■ **SET PROBLEM**: Gather each line of the material below in which the word "african" appears, and copy those lines out unchanged.

******************************

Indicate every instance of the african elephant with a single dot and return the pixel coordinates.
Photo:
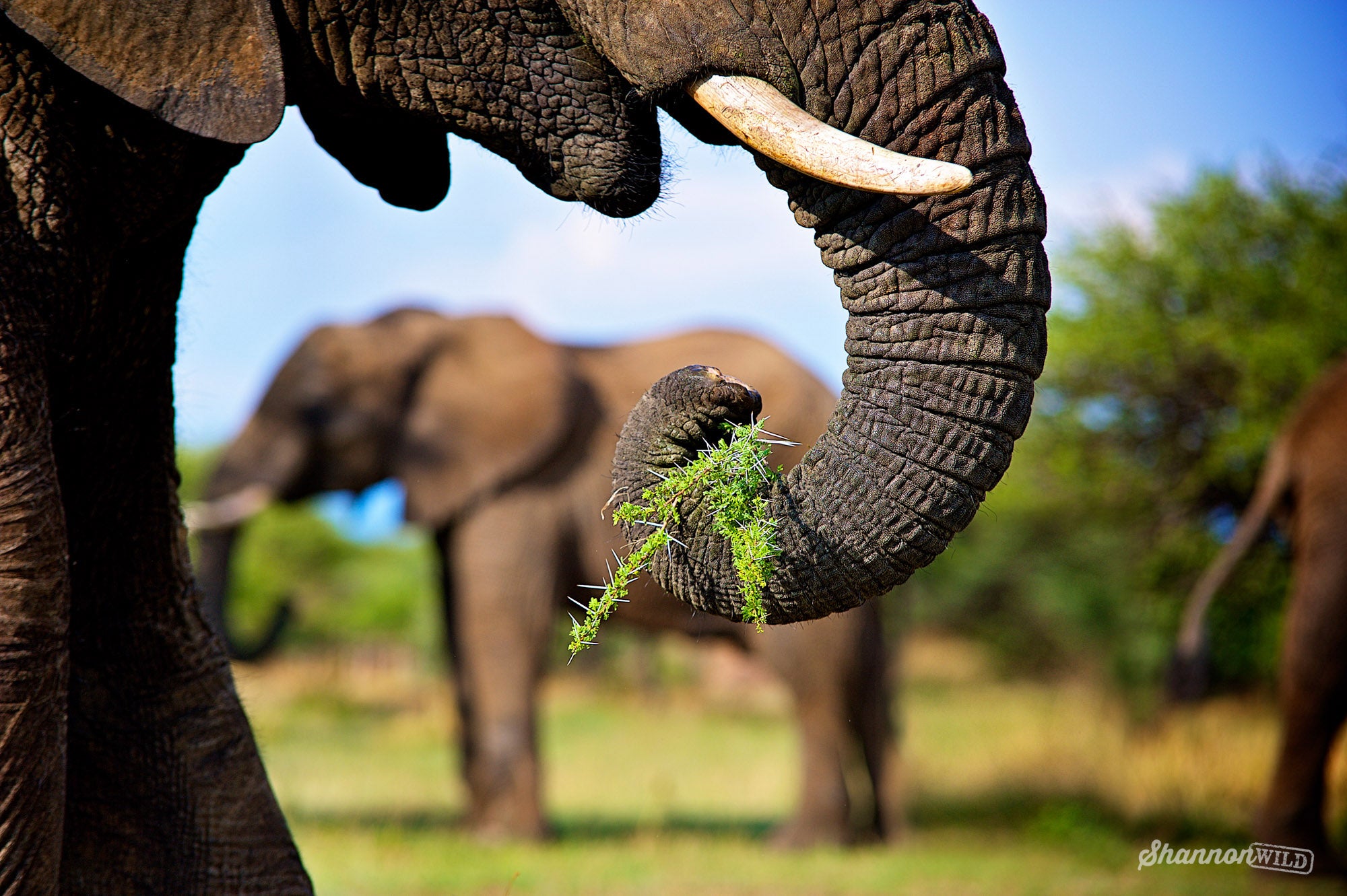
(129, 762)
(504, 443)
(1305, 485)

******************************

■ **OUTPUT OF THE EXERCISE**:
Indicate every instance of the african elephant with a single dot and return the pixel coordinates.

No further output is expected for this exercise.